> **WHAT TO DO**
Please reproduce the records below with every "Target" renamed to "Object" and nothing else changed, leaving the pictures out of your answer.

> **DATA PROVIDED**
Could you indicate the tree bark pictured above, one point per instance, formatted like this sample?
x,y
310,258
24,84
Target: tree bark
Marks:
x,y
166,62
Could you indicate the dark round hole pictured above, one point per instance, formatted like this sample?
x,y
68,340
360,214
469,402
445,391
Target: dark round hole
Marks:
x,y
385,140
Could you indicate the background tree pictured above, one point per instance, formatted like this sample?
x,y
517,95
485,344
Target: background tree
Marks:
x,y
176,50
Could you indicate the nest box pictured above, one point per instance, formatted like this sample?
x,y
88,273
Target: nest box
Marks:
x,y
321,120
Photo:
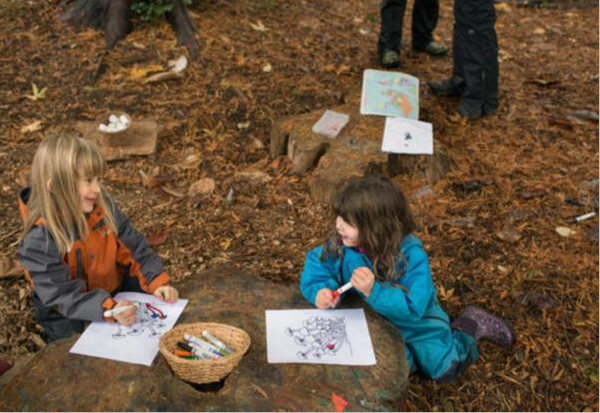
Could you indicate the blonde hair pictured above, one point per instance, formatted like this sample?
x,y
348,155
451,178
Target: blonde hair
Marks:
x,y
55,192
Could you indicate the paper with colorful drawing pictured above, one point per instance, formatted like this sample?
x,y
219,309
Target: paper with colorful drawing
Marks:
x,y
137,344
319,337
393,94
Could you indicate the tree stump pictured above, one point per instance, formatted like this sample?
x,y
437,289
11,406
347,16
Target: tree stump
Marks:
x,y
114,18
355,152
53,379
139,139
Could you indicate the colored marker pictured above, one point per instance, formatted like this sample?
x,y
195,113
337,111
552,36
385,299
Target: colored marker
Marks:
x,y
341,290
117,310
216,342
192,340
195,351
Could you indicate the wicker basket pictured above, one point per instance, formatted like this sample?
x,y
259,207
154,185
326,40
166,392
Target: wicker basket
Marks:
x,y
204,371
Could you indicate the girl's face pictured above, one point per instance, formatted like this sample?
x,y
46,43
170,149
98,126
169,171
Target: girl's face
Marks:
x,y
89,188
347,232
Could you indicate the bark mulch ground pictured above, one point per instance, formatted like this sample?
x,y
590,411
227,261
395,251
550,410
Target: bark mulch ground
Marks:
x,y
489,226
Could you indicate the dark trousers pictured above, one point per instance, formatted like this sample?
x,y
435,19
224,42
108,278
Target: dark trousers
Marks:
x,y
475,53
424,20
57,326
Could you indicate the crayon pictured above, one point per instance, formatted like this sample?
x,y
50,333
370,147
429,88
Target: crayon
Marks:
x,y
203,344
117,310
216,342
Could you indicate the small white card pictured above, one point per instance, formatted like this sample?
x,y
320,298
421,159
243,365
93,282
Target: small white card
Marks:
x,y
319,337
330,124
407,136
138,344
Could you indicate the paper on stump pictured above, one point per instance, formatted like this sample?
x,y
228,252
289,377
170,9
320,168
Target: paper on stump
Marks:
x,y
389,94
407,136
319,337
137,344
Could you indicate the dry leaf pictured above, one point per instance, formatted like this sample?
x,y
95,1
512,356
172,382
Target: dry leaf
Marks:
x,y
178,65
204,186
565,232
259,26
508,234
32,127
159,77
254,176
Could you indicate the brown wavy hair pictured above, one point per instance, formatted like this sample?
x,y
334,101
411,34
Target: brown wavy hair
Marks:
x,y
380,212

> **TASK OUTPUT**
Could you indicate the tree bark pictured above, one point per instance, formatted like this sample?
x,y
310,258
24,84
Object: tree bark
Marks:
x,y
166,62
Could you indicate the dark round hole pictured above, one point per instance, formatted like this sample?
x,y
68,340
360,214
469,402
445,391
Object: dark round hole
Marks:
x,y
385,140
Could you indicate the background tree pictured above, one point per instance, formatted like this sample?
x,y
517,95
485,344
Object: background tree
Marks:
x,y
176,50
Could you indicate the nest box pictured above, one point per instance, formatted like this sample?
x,y
88,273
Object: nest box
Marks:
x,y
321,120
Photo:
Could you indicate the blonde hair pictured above, one point per instance, formatted like this sample?
x,y
348,155
451,178
Object: blonde hair
Marks:
x,y
55,192
Could you indicate the paper with colorful drawing pictured above, one point per instance, formatted like this sample?
x,y
219,309
Object: paper with colorful drawing
Marks:
x,y
137,344
319,337
393,94
Could you indicate the tree stump pictured above, one point per instance, formatted like this sample?
x,y
437,289
11,406
347,16
Object: tree stump
Marks:
x,y
114,18
355,152
53,379
139,139
Could you indicate the colored marker pictured above, one point per instance, formatted like this sample?
x,y
195,113
337,111
552,36
385,299
Object: colored marker
Marks:
x,y
341,290
117,310
216,342
192,340
195,351
Could you indicate the wicker basket pictured above, one point per instance, formatted like this sample?
x,y
259,207
154,185
326,40
166,392
Object: wicker basket
Marks:
x,y
204,371
Could you indicate the girl's face pictured above, one point per instance, formatted like this sample?
x,y
46,43
170,149
98,126
169,171
Object: girl's face
Marks:
x,y
89,188
347,232
Could you indicate the bark mulch ground pictured above, one point per instance, formatted like this sample?
x,y
590,411
227,261
395,251
550,410
Object: bark mulch ground
Marks:
x,y
489,226
Could you indicate the dark trousers pictured above, one point per instance, formatted like this sample?
x,y
435,19
224,42
108,278
Object: dark trousers
Marks:
x,y
475,53
424,20
57,326
Could you indicate the crayon pictured above, one point per instance, formatted like this sample?
x,y
50,333
370,147
429,88
Object: crayon
Marks:
x,y
203,344
117,310
216,342
Could you indicate the small white card pictured above, one point per instance, formatted like this sample?
x,y
320,298
421,159
243,365
93,282
Object: small white card
Marks:
x,y
319,337
330,124
407,136
138,344
Could you indicate the paper on stump pictured above, one point per instance, formatted like this sample?
x,y
228,252
289,377
170,9
320,168
Object: paper on stump
Marks:
x,y
389,94
407,136
319,337
137,344
Could you indicate the dry leaf pictured above, one point per instance, formatted like this sample?
x,y
95,1
512,356
172,382
Object: dry leaf
Marks:
x,y
178,65
204,186
565,232
259,26
508,234
32,127
159,77
254,176
Could you indicate the brown wavy hair pictured above, one point per instance, formatted like this sample?
x,y
334,101
411,34
Object: brown wavy hair
Marks:
x,y
380,212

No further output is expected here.